指示 a —
プーチン演説についての次の抜粋を、最初から最後まで一字一句違えずに書き写してください。

━━━ 読む抜粋 ━━━

プーチン演説

  (一部更新しました 10/6)

あまりにも世界情勢がめまぐるしく、何から語ってよいかわかりませんが、

 取り急ぎ、ウクライナ情勢をウォッチしている人のために、

 今日は、一昨日のプーチン演説のリンクを載せておこうと思い立ちました。

 プーチン 2022 9/30 演説全文  (青山貞一氏訳)

 http://eritokyo.jp/independent/Ukraine-war-situation-aow1589.htm


 ポイント解説

 もぎせかチャンネル

https://youtu.be/rLJoR4xZA0w


プーチン演説の内容 (もぎせかチャンネルの補足として)※

★太字は、プーチン発言を要約したもの。

━━━

指示 b —
下の入力データの行のうち、「Return one point per instance of the dry」を含む行から最後の行までを、両端も含め、空行を除いて番号付きリストにしてください。

━━━ 入力データ ━━━

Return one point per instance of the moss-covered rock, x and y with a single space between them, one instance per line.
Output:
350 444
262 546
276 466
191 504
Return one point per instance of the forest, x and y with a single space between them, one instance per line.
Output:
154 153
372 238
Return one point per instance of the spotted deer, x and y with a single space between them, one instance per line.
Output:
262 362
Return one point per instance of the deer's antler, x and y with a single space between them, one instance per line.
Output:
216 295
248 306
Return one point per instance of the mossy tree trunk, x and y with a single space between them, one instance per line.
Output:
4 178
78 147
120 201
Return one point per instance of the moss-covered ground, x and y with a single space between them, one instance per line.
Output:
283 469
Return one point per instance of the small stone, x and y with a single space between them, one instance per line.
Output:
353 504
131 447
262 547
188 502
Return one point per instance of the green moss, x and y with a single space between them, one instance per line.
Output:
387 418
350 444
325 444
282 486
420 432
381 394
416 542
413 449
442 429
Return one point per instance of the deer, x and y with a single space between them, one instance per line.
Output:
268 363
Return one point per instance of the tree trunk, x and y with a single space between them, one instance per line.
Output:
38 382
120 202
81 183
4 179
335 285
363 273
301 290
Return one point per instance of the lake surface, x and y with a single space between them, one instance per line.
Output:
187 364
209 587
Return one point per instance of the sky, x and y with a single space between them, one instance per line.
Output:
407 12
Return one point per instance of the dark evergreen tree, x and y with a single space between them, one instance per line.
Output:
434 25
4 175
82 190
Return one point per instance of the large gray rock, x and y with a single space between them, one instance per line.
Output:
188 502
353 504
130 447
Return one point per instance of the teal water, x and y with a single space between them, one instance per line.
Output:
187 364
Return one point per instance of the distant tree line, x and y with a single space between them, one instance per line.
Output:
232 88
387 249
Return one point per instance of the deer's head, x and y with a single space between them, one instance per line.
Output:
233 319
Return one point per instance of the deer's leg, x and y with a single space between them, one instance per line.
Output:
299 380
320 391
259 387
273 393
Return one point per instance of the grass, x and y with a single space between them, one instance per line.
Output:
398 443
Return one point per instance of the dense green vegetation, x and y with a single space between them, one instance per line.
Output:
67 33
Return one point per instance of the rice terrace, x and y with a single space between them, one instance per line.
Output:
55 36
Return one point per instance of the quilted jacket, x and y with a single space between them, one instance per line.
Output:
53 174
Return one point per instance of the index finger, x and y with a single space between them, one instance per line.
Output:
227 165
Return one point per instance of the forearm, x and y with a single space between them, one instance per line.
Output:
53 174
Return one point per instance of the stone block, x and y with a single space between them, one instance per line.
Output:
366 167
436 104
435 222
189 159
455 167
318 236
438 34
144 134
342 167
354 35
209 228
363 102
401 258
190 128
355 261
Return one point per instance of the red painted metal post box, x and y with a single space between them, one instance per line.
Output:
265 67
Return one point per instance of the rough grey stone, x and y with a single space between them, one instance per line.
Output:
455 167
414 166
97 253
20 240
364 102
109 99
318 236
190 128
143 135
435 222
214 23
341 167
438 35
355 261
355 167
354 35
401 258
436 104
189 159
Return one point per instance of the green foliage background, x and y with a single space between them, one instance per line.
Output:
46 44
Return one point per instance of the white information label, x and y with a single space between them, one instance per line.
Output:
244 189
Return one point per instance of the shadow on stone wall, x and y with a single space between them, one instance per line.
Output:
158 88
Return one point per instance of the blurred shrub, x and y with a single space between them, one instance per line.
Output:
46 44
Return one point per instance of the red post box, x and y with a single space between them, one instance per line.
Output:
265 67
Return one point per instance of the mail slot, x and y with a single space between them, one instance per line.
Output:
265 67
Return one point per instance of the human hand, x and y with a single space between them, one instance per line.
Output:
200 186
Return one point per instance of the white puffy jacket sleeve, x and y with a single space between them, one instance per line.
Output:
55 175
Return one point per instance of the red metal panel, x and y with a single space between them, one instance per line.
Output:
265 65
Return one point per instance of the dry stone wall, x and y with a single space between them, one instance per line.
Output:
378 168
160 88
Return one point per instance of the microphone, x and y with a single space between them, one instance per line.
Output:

━━━

回答全文 a —
プーチン演説

  (一部更新しました 10/6)

あまりにも世界情勢がめまぐるしく、何から語ってよいかわかりませんが、

 取り急ぎ、ウクライナ情勢をウォッチしている人のために、

 今日は、一昨日のプーチン演説のリンクを載せておこうと思い立ちました。

 プーチン 2022 9/30 演説全文  (青山貞一氏訳)

 http://eritokyo.jp/independent/Ukraine-war-situation-aow1589.htm


 ポイント解説

 もぎせかチャンネル

https://youtu.be/rLJoR4xZA0w


プーチン演説の内容 (もぎせかチャンネルの補足として)※

★太字は、プーチン発言を要約したもの。

回答全文 b —
1. Return one point per instance of the dry stone wall, x and y with a single space between them, one instance per line.
2. Output:
3. 378 168
4. 160 88
5. Return one point per instance of the microphone, x and y with a single space between them, one instance per line.
6. Output:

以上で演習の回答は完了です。